The Old Village is the ghost town at the crossroads outside Arcane. It was abandoned a couple generations before our story begins, and Natalie’s hometown of Arcane is the new incarnation of the town, which grew up just a little ways down the road from where the Old Village was. When the story opens, Natalie knows some of the details thanks to an old diary that was passed down through her family, but nobody in Arcane really knows what really caused the citizens to leave.
I mention HBO’s “Carnavale” and “The Wizard of Oz” as shows that have carnival sorts of characters in them and which possibly might have influenced you as you were writing The Boneshaker. Were either of them in your mind as you came up with the character of Dr. Jake Limberlegs?
Kate Milford: I absolutely loved Carnivale, but The Boneshaker (which was then called Gingerfoot) was already making the rounds by the time I saw it—but by then I was thinking continuations, and I will tell you that at the moment, the second Arcane book opens with a dust storm. Another story in that vein that I found afterwards was Dust,by Arthur Slade, which by the way is very, very cool. There are so many really fascinating types of traveling shows and carnivals that toured, and so many people who chose or were forced into nomadic lifestyles, and that way of life just isn’t part of the worldview of the average person today. I find it fascinating. But I think the person who most influenced Jake Limberleg was Mr. Dark from Something Wicked This Way Comes—although I think if you read both books, they’re very, very different men.

Available data ->

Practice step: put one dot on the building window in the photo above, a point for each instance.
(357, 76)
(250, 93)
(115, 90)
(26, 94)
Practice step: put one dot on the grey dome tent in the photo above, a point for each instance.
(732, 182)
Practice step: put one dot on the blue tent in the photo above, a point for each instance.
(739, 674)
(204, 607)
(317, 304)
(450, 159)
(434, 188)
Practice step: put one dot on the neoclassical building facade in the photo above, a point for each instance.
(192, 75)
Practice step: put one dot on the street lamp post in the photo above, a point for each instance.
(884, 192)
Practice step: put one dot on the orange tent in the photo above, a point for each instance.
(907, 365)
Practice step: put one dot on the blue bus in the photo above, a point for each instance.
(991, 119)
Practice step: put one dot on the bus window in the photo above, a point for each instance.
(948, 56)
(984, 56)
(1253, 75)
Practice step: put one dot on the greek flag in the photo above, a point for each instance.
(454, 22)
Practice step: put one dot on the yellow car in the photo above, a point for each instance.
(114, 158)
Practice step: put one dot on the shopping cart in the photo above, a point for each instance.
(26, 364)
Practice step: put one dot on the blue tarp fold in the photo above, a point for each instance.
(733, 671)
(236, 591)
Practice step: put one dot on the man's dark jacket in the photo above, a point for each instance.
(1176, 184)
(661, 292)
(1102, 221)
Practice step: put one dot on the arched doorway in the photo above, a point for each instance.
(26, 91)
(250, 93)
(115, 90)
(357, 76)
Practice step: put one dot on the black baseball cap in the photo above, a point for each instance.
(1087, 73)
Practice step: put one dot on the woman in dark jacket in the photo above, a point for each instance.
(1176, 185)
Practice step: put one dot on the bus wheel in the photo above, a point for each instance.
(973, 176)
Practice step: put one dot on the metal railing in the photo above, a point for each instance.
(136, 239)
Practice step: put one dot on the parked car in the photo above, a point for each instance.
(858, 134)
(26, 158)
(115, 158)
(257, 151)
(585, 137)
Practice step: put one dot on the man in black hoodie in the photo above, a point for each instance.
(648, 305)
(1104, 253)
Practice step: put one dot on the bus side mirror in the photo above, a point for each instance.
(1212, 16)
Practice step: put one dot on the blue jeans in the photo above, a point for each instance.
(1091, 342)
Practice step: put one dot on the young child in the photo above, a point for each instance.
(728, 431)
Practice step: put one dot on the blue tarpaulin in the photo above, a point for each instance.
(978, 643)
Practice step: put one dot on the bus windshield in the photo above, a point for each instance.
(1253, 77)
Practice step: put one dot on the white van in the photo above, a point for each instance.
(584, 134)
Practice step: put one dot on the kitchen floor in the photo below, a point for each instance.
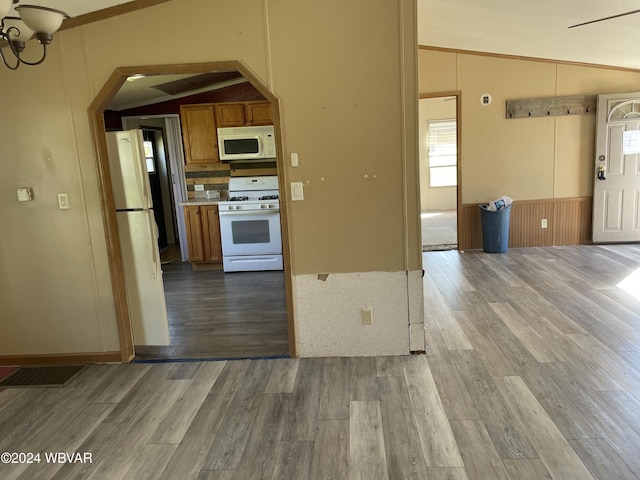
(213, 314)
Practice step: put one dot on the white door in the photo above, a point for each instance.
(616, 191)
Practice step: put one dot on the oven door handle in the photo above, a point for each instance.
(248, 212)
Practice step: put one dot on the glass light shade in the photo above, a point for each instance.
(23, 34)
(5, 7)
(41, 19)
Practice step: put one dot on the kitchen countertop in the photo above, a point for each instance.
(195, 202)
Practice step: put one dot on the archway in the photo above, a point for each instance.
(97, 124)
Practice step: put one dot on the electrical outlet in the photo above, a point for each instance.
(367, 316)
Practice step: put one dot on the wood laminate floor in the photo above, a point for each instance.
(532, 372)
(213, 314)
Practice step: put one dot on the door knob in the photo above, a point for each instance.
(602, 172)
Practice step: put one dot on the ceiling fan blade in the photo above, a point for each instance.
(606, 18)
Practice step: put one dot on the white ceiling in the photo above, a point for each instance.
(531, 28)
(75, 8)
(535, 28)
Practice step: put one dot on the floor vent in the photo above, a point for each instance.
(56, 376)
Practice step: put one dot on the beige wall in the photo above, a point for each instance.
(527, 158)
(347, 86)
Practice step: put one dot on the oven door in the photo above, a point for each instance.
(255, 232)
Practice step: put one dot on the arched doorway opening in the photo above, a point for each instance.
(114, 251)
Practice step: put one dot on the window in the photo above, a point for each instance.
(148, 151)
(442, 153)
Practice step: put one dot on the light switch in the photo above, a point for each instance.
(25, 194)
(63, 201)
(297, 191)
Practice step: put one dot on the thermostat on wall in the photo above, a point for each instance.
(25, 194)
(485, 99)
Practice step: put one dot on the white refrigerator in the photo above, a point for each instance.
(138, 236)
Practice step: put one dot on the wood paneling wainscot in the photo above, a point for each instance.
(568, 223)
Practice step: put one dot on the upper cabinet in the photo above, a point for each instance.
(199, 133)
(243, 114)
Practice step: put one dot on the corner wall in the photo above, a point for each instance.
(532, 160)
(348, 107)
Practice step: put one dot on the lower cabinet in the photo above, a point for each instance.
(203, 233)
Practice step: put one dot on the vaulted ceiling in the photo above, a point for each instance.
(535, 28)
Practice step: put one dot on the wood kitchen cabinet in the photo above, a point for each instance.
(243, 114)
(203, 233)
(199, 135)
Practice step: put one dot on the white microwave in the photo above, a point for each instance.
(246, 143)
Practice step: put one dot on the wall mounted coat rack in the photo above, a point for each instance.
(552, 106)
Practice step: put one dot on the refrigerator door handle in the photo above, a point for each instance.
(142, 176)
(153, 230)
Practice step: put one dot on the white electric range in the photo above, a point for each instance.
(250, 225)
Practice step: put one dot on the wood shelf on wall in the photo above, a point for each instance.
(552, 106)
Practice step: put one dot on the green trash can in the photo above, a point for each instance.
(495, 229)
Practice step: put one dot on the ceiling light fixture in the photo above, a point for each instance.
(42, 22)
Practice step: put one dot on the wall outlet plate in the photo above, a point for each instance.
(367, 316)
(25, 194)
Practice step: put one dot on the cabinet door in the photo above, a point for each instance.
(193, 224)
(230, 115)
(211, 233)
(199, 134)
(259, 113)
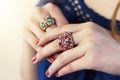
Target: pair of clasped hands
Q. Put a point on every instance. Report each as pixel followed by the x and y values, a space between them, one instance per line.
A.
pixel 95 48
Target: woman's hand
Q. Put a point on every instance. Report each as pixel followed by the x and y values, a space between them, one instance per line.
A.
pixel 96 49
pixel 32 31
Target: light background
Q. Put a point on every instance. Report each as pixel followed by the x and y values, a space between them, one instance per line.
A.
pixel 13 13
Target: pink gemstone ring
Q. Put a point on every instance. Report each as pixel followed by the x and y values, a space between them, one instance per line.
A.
pixel 66 41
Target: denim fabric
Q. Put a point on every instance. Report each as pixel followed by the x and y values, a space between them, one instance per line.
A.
pixel 73 18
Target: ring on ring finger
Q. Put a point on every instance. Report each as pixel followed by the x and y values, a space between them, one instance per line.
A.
pixel 48 21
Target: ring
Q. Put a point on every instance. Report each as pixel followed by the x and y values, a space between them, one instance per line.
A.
pixel 47 22
pixel 66 41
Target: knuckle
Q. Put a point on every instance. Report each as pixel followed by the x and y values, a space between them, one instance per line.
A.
pixel 61 59
pixel 71 67
pixel 50 5
pixel 92 62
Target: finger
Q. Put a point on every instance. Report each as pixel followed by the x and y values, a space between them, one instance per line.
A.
pixel 79 64
pixel 51 35
pixel 53 47
pixel 56 13
pixel 48 50
pixel 30 38
pixel 34 27
pixel 52 58
pixel 43 14
pixel 65 58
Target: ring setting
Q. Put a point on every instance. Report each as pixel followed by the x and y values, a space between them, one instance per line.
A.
pixel 66 41
pixel 48 21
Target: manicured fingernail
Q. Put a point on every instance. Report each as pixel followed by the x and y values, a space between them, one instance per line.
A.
pixel 47 74
pixel 57 75
pixel 34 59
pixel 51 59
pixel 36 43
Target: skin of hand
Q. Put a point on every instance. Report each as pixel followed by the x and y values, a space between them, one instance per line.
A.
pixel 96 49
pixel 32 31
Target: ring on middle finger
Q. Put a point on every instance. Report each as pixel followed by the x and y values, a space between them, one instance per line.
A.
pixel 66 41
pixel 48 21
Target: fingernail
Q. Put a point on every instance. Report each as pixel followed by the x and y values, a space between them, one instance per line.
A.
pixel 51 59
pixel 47 74
pixel 34 59
pixel 57 75
pixel 37 42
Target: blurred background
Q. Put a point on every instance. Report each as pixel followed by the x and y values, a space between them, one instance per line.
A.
pixel 13 14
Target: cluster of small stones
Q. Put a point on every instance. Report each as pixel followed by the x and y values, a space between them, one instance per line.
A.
pixel 66 41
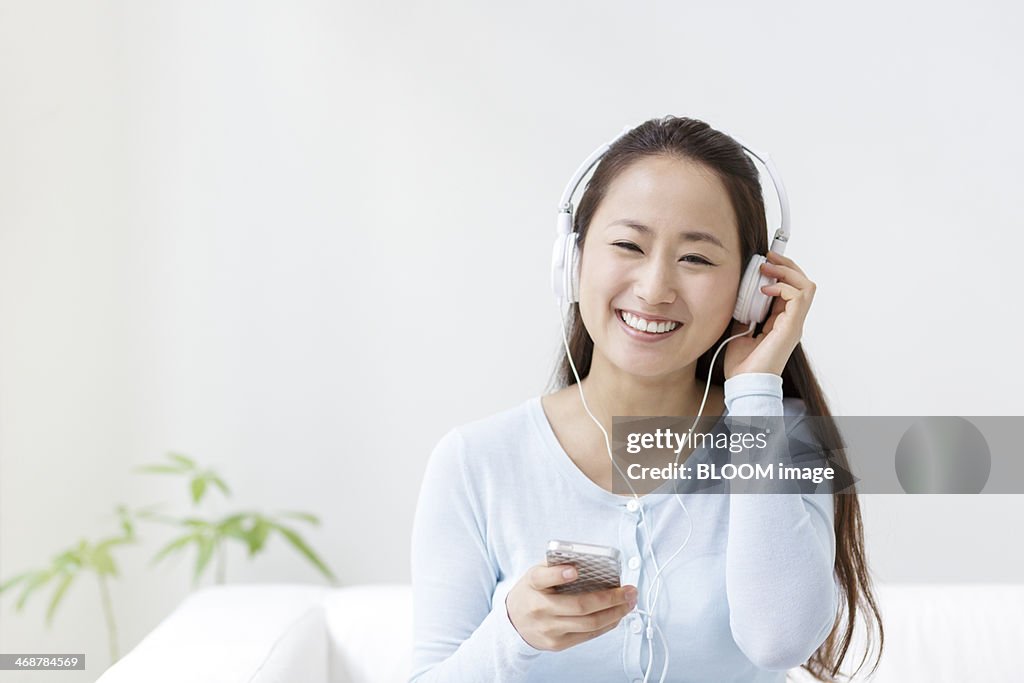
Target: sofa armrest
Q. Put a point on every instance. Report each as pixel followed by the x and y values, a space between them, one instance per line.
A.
pixel 235 634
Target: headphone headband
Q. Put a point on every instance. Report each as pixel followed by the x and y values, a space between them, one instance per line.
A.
pixel 566 210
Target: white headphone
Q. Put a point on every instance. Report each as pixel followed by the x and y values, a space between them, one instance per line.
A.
pixel 752 303
pixel 752 307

Task instructions ->
[a] Answer each question from the interview about The Boneshaker:
(i) What passed down through Natalie's family tells her some details about the Old Village?
(ii) What was The Boneshaker called when it was already making the rounds?
(iii) Which character does Kate Milford name as the biggest influence on Jake Limberleg?
[b] Extend the interview about The Boneshaker past its last sentence.
The data above comes from a separate source and is unrelated to the interview.

Solved tasks ->
[a]
(i) An old diary.
(ii) Gingerfoot.
(iii) Mr. Dark from Something Wicked This Way Comes.

[b]
A minor character, but one I liked a lot, is the automaton that looks like a clown, or harlequin, which you’ve named Quinn. Did you get her name from the fact that she’s a harlequin, or were you maybe influenced by the Batman character, Harley Quinn?
It’s interesting that you identified Quinn as a female! I’m pretty sure I was very careful not to use any male or female pronouns in describing Quinn. That’s not to say Quinn couldn’t be female—I just didn’t specify. But if it is a girl, that would make Quinn and Phemonoe the only two females in the Medicine Show…which would be very, very interesting. And yes, I chose the name because it was a shortening of “harlequin”—I’m actually not up on Batman characters, but now I’m going to have to look Harley Quinn up.
As I was reading The Boneshaker, I kept feeling that it could be made into a great movie or television program. Are there any plans so far for this to happen? If so, great; if not, I hope someone does, because it could really lend itself to a cinematic treatment.
I hope so, too. At the moment, the film rights are still out there in the world, waiting to be snapped up by somebody brilliant.
I guess one problem with having written an excellent debut novel like The Boneshaker (if it could be called a problem) is that it might be difficult to top it with your next one. But, you’re a very good writer, and I’m very interested to read whatever you might come up with next.? Do you have any ideas about the subject of your next novel, yet? Have you possibly started working on one, already, or are you still pretty busy with things like book signings and publicity for The Boneshaker?
Life has definitely gotten a lot busier since The Boneshakercame out, but I’m working like crazy to finish revising my next book, which doesn’t have a final title yet. It’s set in a contemporary city called Nagspeake (which you can explore a bit at http://nagspeake.com). In Nagspeake, there’s a form of iron that’s basically self-aware, that moves and changes, but nobody in the city really knows what Old Iron is or why it moves. The main character is a girl named Charlotte, who inadvertently stumbles on the answer when she discovers that there’s an entire city hidden underground, below the one she grew up in. I’m also working on the continuation of Natalie’s story. If you think about the final scene of The Boneshaker, you can figure out what the bigger story planned for Arcane is. So if you want to know what happens to Natalie and Arcane, everybody, buy lots of books so I can sell the next two parts. I’m serious. Do it!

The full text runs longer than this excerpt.